GIVEN EXERCISE 1 - In the retiree settlement article, what minimum share of their benefits will the retirees receive under the settlement?
GIVEN EXERCISE 2 - Please return everything in the retiree settlement article from "Law is a different" down to "benefits at most.".

TEXT PASSAGE -
· · ·

Law is a different language and attorneys had to go to
school to learn this language of the law, he said.
As
far as settlement is concerned, he said that right now the retirees will be
getting at least 75 percent of their benefits.
Absent
their efforts at securing a settlement, a little over a year ago, Jorgensen
said the CNMI wanted the retirees to take a 58 percent cut and receive 42
percent of their benefits at most.
As
to the failed bankruptcy petition spearheaded by the Fund, Jorgensen said the
Fund through its advisers retained a law firm from Boston, which include a
classmate of one of the Fund lawyers.
Jorgensen
was referring to Brown Rudnick LLP’s Jeremy Coffey.
This
failed bankruptcy effort generated a bill in favor of the firm in the amount of
about $800,000.
Jorgensen
said the outcome of the bankruptcy petition should have been known to those
advising the Fund.
He credited Governor Eloy S. Inos for “his wisdom in this
process.”
“The
governor is instrumental in having a fresh look at this situation,” he said.
He
said Governor Inos “exercised admirable wisdom and objectivity in reassessing
the situation following the departure of his predecessor.
He
said the governor had the best interests of the public and the beneficiaries in
mind.
“We
all concurred with his view,” he said.
He
asked the retirees not to rush to judgment and not to opt out of the
settlement.
Jorgensen said the class counsel’s fees and costs and the
settlement agreement are two separate issues.
As
to some leaders suggesting the retirees should opt out of the settlement,
Jorgensen said this course of action might be detrimental to people.
“They
will not be getting anything. They will have no benefits. They will have to
hire a lawyer if they opt out,” he said.
THE
total amount of the class counsel’s fees is now $40 million after
Timothy Lord on Friday submitted to the federal court his request for an
award of attorney’s fees and costs.
Former plaintiff counsel Timothy R. Lord filed his petition for an award of attorney’s fees on Sept. 13 in federal court.
Based on Lord’s petition, under the
lodestar method, he is asking for an award of attorney fees for 717.4
hours at $325 an hour, totaling $233,155.
His paralegal Shawn Adams worked an additional 34.5 hjours at $175 an hour for a total of $6,037.50.
Lord’s and Adams’ cumulative base reached $239,192.50.
If the multiplier 15 were to be applied, this would yield an award of $3,587,887.50.
Under
the percentage-of-the-fund approach, Lord said, “Given the enormous
risk undertaken in taking this case, and the excellent results for the
class, Lord proposes that 1 percent of the value of the benefit to the
Fund is an appropriate award under the percentage of the fund approach.”
He said a 1 percent attorney fee award would yield an attorney fee award to Lord of $5,912,192.29.
According to Wikipedia, “lodestar” refers to a method of computing attorney’s fees whereby the court must multiply the number of hours reasonably spent by counsel by a reasonable hourly rate. This
figure can then be adjusted upward or downward for certain factors
known as multipliers, such as contingency and the quality of the work
performed, to arrive at a final fee. Under the lodestar method, the most heavily weighted multipliers are the time and labor required.

· · ·

SOURCE EXCERPT -
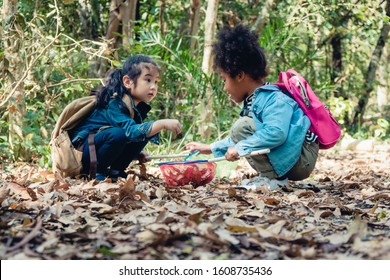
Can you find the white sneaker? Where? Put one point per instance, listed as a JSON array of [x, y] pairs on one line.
[[263, 183]]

· · ·

WRITTEN ANSWER 1 - At least 75 percent of their benefits.

WRITTEN ANSWER 2 -
Law is a different language and attorneys had to go to
school to learn this language of the law, he said.
As
far as settlement is concerned, he said that right now the retirees will be
getting at least 75 percent of their benefits.
Absent
their efforts at securing a settlement, a little over a year ago, Jorgensen
said the CNMI wanted the retirees to take a 58 percent cut and receive 42
percent of their benefits at most.